◆ **Directions**:
Produce an exact copy of all the records.

◆ **Given data**:
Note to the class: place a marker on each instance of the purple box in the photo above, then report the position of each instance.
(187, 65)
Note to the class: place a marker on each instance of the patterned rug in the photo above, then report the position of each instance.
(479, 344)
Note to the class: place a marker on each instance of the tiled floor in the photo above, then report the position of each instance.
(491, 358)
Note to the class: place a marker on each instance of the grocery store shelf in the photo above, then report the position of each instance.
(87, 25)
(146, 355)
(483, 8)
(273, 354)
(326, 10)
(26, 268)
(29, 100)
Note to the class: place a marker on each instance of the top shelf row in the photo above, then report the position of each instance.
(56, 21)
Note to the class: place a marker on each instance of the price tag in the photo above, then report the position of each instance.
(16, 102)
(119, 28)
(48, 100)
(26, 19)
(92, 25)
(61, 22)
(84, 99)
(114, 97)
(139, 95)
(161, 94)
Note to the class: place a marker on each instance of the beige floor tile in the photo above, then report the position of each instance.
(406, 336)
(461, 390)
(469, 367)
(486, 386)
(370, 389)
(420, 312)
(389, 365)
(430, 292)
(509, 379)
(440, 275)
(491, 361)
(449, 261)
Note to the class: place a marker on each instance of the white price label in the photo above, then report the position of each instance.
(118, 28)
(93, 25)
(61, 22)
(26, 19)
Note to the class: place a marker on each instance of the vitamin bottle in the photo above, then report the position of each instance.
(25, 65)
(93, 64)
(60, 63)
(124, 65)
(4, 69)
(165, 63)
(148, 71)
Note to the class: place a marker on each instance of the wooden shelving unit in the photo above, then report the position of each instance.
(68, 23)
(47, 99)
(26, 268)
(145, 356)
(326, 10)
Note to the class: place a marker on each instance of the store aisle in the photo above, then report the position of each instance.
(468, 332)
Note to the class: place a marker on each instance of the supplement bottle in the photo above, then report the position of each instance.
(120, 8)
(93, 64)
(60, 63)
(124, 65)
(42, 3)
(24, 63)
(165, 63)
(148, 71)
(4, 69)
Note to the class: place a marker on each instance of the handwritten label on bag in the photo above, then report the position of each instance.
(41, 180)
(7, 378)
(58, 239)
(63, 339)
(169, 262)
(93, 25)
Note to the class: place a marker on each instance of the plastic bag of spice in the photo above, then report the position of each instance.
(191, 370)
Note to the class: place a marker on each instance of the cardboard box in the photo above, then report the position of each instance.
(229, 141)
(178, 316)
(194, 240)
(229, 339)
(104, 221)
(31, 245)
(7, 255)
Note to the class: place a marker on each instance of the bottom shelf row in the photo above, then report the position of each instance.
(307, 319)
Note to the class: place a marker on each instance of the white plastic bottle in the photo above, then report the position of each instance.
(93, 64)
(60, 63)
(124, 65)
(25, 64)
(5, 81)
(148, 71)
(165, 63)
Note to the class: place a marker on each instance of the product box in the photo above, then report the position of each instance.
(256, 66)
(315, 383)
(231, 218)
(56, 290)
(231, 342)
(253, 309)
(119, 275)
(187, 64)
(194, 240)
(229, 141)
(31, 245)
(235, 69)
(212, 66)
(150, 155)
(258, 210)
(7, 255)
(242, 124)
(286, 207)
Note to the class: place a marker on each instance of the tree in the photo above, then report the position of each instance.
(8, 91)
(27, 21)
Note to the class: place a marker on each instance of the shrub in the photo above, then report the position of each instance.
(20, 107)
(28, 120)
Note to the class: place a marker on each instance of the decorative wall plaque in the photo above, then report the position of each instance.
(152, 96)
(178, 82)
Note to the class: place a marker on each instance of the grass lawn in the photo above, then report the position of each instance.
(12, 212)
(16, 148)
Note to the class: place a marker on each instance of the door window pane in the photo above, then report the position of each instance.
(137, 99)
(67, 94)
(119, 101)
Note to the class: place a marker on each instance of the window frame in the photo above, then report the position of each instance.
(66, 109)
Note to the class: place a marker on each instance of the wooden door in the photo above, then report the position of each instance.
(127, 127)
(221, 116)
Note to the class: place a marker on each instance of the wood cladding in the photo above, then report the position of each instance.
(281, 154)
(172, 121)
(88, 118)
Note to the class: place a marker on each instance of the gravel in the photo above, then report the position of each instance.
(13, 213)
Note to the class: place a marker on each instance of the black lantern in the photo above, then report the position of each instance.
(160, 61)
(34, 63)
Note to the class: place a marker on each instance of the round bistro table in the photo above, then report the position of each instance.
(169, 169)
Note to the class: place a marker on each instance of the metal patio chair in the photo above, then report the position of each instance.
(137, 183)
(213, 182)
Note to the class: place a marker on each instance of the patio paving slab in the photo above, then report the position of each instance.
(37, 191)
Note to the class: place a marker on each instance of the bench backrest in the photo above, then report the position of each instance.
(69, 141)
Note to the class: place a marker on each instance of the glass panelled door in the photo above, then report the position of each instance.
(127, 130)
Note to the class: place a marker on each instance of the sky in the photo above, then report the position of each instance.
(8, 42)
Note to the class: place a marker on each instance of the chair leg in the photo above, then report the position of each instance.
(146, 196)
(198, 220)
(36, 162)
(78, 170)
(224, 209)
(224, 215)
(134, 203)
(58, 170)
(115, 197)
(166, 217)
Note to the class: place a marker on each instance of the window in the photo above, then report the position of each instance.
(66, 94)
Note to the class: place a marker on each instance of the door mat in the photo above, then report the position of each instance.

◆ **Written answer**:
Note to the class: place a marker on each instance of the purple box in the photo above, then report the position of each instance.
(187, 65)
Note to the class: place a marker on each instance of the patterned rug in the photo above, then report the position of each instance.
(479, 344)
Note to the class: place a marker on each instance of the tiled floor in the photo above, then report the position of each instance.
(491, 358)
Note to the class: place a marker on each instance of the grocery store shelf in the photo above, then report the position of each instance.
(87, 25)
(146, 355)
(483, 8)
(273, 354)
(326, 10)
(26, 268)
(29, 100)
Note to the class: place a marker on each instance of the top shelf row in the photo above, then report the position of each instance.
(56, 21)
Note to the class: place a marker on each instance of the price tag in the photo above, then report the position of each instance.
(16, 102)
(119, 28)
(48, 100)
(26, 19)
(92, 25)
(61, 22)
(84, 99)
(114, 97)
(139, 95)
(161, 94)
Note to the class: place a marker on each instance of the beige floor tile in the photo above, then report the position of each instance.
(406, 336)
(461, 390)
(469, 367)
(486, 386)
(370, 389)
(420, 312)
(389, 365)
(430, 292)
(509, 379)
(440, 275)
(491, 361)
(449, 261)
Note to the class: place a marker on each instance of the white price label in the photo above, then report the position of each instance.
(118, 28)
(93, 25)
(61, 22)
(26, 19)
Note to the class: place a marker on each instance of the vitamin bottle in the photo above, then report the position of each instance.
(25, 65)
(93, 64)
(60, 63)
(124, 65)
(4, 69)
(165, 63)
(148, 71)
Note to the class: place a marker on each instance of the wooden shelving unit in the photo above, then report the position of each instance.
(68, 23)
(47, 99)
(26, 268)
(145, 356)
(326, 10)
Note to the class: place a marker on each instance of the store aisle in the photo above, then report the position of each instance.
(468, 332)
Note to the class: place a marker on each instance of the supplement bottle in the photo above, then report the position of each instance.
(120, 8)
(93, 64)
(60, 63)
(124, 65)
(42, 3)
(24, 63)
(165, 63)
(148, 71)
(4, 69)
Note to the class: place a marker on each instance of the handwritten label on bag in the photo above, then report the position of each instance.
(41, 180)
(7, 378)
(58, 239)
(63, 339)
(169, 262)
(93, 25)
Note to the class: place a marker on each instance of the plastic bag of spice in the photo above, then report the position of each instance.
(191, 370)
Note to the class: place a marker on each instance of the cardboard box in the photo above, then report the position of each instance.
(229, 141)
(178, 316)
(194, 240)
(229, 339)
(104, 221)
(31, 245)
(7, 255)
Note to the class: place a marker on each instance of the bottom shelf row in the photo above, then report the position of each instance.
(307, 319)
Note to the class: place a marker on each instance of the white plastic bottle in the photo above, then report the position of each instance.
(93, 64)
(60, 63)
(124, 65)
(25, 64)
(5, 81)
(148, 71)
(165, 63)
Note to the class: place a marker on each instance of the product box in the photo above, then report the position of each instance.
(256, 66)
(315, 383)
(231, 218)
(56, 290)
(231, 342)
(253, 309)
(119, 275)
(187, 64)
(194, 240)
(229, 141)
(31, 245)
(235, 69)
(212, 66)
(150, 155)
(258, 210)
(7, 255)
(242, 124)
(286, 207)
Note to the class: place a marker on each instance of the tree in the photo above, then report the position of each instance.
(8, 91)
(27, 21)
Note to the class: place a marker on each instance of the shrub in the photo above, then report the position of each instance.
(20, 107)
(28, 120)
Note to the class: place a marker on each instance of the decorative wall plaque in the photo above, then report the position of each instance.
(152, 96)
(178, 82)
Note to the class: place a marker on each instance of the grass lawn in the photo above, then report the position of each instance.
(12, 212)
(16, 148)
Note to the class: place a marker on each instance of the door window pane in the photo above, then report the position of each instance.
(137, 99)
(67, 94)
(119, 101)
Note to the class: place a marker on each instance of the window frame in the photo above, then report the position of each instance.
(66, 109)
Note to the class: place a marker on each instance of the wooden door in the photo above, then report the position of each instance.
(127, 127)
(221, 116)
Note to the class: place a marker on each instance of the wood cladding in the photo above, then report the position of each instance.
(281, 154)
(172, 121)
(88, 118)
Note to the class: place a marker on each instance of the gravel in the photo above, then report the position of each instance.
(13, 213)
Note to the class: place a marker on each instance of the black lantern in the photo above, then report the position of each instance.
(160, 61)
(34, 63)
Note to the class: place a marker on each instance of the round bistro table in the photo above, then report the position of each instance.
(169, 169)
Note to the class: place a marker on each instance of the metal patio chair in the photo above, then report the position of each instance.
(137, 183)
(213, 182)
Note to the class: place a marker on each instance of the patio paving slab in the photo above, then report the position of each instance.
(37, 191)
Note to the class: place a marker on each instance of the bench backrest in the photo above, then report the position of each instance.
(69, 141)
Note to the class: place a marker on each instance of the glass panelled door in the photo above, then report the position of each instance.
(127, 130)
Note to the class: place a marker on each instance of the sky in the photo above, then report the position of each instance.
(8, 42)
Note to the class: place a marker on each instance of the chair leg in the photo above, then report the position of each instance.
(146, 196)
(198, 220)
(36, 162)
(78, 170)
(224, 209)
(224, 215)
(134, 203)
(58, 170)
(115, 197)
(166, 217)
Note to the class: place a marker on each instance of the window in the photo above, then report the position of each instance.
(66, 94)
Note to the class: place a marker on each instance of the door mat in the photo above, then report the position of each instance.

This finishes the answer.